Records from a pointing dataset:
==========

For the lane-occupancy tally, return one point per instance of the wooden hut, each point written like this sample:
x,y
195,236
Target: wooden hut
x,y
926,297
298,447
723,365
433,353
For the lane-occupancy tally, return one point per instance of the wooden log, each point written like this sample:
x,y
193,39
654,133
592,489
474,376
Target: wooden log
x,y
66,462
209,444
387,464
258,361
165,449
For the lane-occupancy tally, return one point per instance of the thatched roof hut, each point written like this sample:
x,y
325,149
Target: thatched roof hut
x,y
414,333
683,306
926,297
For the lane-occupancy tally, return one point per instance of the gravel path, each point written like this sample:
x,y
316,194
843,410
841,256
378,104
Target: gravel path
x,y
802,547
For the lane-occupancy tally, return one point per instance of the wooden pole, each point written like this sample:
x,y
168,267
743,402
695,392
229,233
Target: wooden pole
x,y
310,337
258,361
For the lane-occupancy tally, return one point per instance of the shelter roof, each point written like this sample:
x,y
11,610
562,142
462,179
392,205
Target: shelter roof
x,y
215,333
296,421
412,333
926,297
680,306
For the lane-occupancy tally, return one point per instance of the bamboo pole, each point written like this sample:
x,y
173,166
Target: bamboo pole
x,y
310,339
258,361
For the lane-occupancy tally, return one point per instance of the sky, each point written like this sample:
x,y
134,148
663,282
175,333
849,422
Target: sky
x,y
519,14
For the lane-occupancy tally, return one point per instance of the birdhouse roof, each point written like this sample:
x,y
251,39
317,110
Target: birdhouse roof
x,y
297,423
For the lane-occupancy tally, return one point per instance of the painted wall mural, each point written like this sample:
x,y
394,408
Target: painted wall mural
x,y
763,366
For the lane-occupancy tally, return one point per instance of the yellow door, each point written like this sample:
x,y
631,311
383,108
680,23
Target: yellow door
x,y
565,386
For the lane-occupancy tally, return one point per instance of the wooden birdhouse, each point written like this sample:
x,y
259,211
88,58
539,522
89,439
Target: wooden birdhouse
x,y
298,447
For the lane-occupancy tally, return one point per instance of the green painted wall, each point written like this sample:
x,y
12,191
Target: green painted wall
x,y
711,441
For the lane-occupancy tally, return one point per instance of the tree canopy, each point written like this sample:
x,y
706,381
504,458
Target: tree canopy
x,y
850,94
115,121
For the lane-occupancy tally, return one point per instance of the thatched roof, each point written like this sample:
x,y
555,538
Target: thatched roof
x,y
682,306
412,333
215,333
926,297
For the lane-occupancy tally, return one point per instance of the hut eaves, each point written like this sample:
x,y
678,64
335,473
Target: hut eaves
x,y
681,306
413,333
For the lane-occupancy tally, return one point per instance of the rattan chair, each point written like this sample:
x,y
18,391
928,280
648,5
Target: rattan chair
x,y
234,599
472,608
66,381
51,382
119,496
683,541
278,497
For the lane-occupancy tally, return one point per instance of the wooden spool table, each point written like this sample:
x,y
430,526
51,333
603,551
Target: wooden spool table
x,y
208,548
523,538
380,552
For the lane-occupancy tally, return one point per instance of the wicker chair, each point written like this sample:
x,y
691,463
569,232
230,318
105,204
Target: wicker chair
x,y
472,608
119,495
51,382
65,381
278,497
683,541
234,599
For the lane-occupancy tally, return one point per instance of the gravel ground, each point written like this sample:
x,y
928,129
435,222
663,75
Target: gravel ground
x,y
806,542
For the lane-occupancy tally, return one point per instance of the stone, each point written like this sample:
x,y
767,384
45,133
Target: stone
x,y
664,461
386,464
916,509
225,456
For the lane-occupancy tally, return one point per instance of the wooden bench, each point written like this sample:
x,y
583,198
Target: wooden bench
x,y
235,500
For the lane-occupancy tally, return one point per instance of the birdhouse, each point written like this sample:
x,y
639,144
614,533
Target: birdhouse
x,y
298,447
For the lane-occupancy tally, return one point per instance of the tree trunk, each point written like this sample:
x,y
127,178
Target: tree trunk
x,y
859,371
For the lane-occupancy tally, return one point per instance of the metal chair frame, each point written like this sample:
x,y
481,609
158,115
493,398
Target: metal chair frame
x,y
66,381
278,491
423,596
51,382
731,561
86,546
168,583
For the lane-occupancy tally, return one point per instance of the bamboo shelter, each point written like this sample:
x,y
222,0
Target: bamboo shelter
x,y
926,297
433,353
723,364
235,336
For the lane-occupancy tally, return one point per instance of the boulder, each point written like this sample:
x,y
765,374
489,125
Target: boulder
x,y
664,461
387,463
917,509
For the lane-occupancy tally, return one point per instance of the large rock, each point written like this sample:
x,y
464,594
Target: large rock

==========

Reproduce all of the records above word for word, keeping each line unchanged and in its original order.

For the lane-occupancy tally, return one point per instance of the wooden hut, each point written like this sample:
x,y
195,236
Target: wooden hut
x,y
926,297
298,447
723,365
433,353
For the lane-occupancy tally, return one point per instance of the wooden log, each point written like this sample:
x,y
193,39
654,133
592,489
474,376
Target: wooden log
x,y
66,462
209,444
387,464
258,361
165,449
For the lane-occupancy tally, return one point per instance of the thatched roof hut, each point written like this sample:
x,y
325,149
Target: thatched roof hut
x,y
414,333
683,306
926,297
For the lane-occupancy tally, return one point per instance of the gravel path, each point written like this sample:
x,y
316,194
843,410
841,256
378,104
Target: gravel path
x,y
802,547
For the lane-occupancy tally, return one point per instance of the wooden pole, each point written like this sample:
x,y
168,267
743,402
695,392
229,233
Target: wooden pole
x,y
310,337
258,361
For the lane-occupancy tally, return one point per instance of the shelter roof, each point written like this sample:
x,y
11,610
562,142
462,179
392,205
Target: shelter roof
x,y
215,333
296,421
412,333
926,297
680,306
For the lane-occupancy tally, return one point per instance of the bamboo pole, each point written like this sample:
x,y
173,166
Target: bamboo pole
x,y
310,339
258,361
For the lane-occupancy tally, return one point per instance of the sky, each point written like this sample:
x,y
134,148
663,282
175,333
849,422
Target: sky
x,y
519,14
For the lane-occupancy tally, return one point per instance of the birdhouse roof, each point written like this sample:
x,y
251,39
317,110
Target: birdhouse roof
x,y
297,423
For the lane-occupancy tally, return one point per instance of the painted wall mural, each point written like this sample:
x,y
394,408
Target: painted wall mural
x,y
763,366
For the lane-occupancy tally, return one point per instance of the yellow door, each point written like this sample:
x,y
631,311
383,108
680,23
Target: yellow door
x,y
565,386
For the lane-occupancy tally, return one point per instance of the wooden birdhouse, each point written like this sample:
x,y
259,211
88,58
539,522
89,439
Target: wooden birdhouse
x,y
298,447
For the lane-occupancy tally, return one point per instance of the green painted wall, each point written like this sample:
x,y
12,191
Target: green painted wall
x,y
711,441
For the lane-occupancy tally, return one point per instance of the tree canopy, each point written like this sample:
x,y
706,381
504,458
Target: tree canopy
x,y
850,94
115,121
For the lane-occupancy tally, return one point per instance of the thatched roof, each point written like this sample:
x,y
555,538
Target: thatched roof
x,y
682,306
412,333
215,333
926,297
For the lane-occupancy tally, return one point per instance of the hut eaves, each point written like this sample:
x,y
678,64
335,473
Target: hut eaves
x,y
681,306
413,333
For the lane-occupancy tally, return one point per instance of the rattan chair, each point written like this sample:
x,y
18,391
928,280
648,5
Target: rattan chair
x,y
234,599
472,608
66,381
51,382
119,496
683,541
278,497
For the lane-occupancy tally, return one point per instance of the wooden spool table, each point written like this sample:
x,y
430,526
51,333
603,551
Target: wooden spool table
x,y
208,548
523,538
380,552
For the lane-occupancy tally, return one point per instance of the wicker chair, each point written like this sample:
x,y
691,463
569,232
230,318
105,204
Target: wicker chair
x,y
472,608
119,495
51,382
65,381
278,497
683,541
234,599
For the lane-occupancy tally, return one point per instance of the gravel ground, each point written like this sample:
x,y
928,129
435,222
663,75
Target: gravel ground
x,y
806,542
For the lane-occupancy tally, return one point per instance of the stone, each point written like this sample:
x,y
767,384
45,133
Target: stone
x,y
664,461
386,464
916,509
225,456
For the lane-occupancy tally, return one point per instance of the wooden bench, each point written like this sample:
x,y
583,198
Target: wooden bench
x,y
235,500
For the lane-occupancy tally, return one point per instance of the birdhouse, each point written like this sample:
x,y
639,144
614,533
Target: birdhouse
x,y
298,447
For the lane-occupancy tally, return one point per instance of the tree trunk, each point written like this sample:
x,y
127,178
Target: tree trunk
x,y
859,371
For the lane-occupancy tally, return one point per instance of the metal chair frame, each point written like this sample:
x,y
481,609
158,115
493,398
Target: metal chair frame
x,y
66,381
278,491
423,596
51,382
731,561
86,546
168,583
For the lane-occupancy tally, return one point per instance of the bamboo shelter, each point written like this sample:
x,y
222,0
Target: bamboo shelter
x,y
926,297
433,353
723,364
235,336
For the lane-occupancy tally, return one point per instance of the boulder, each point written like this sample:
x,y
765,374
489,125
Target: boulder
x,y
664,461
387,463
917,509
For the lane-occupancy tally, return one point per instance of the large rock, each point written like this sample:
x,y
464,594
Target: large rock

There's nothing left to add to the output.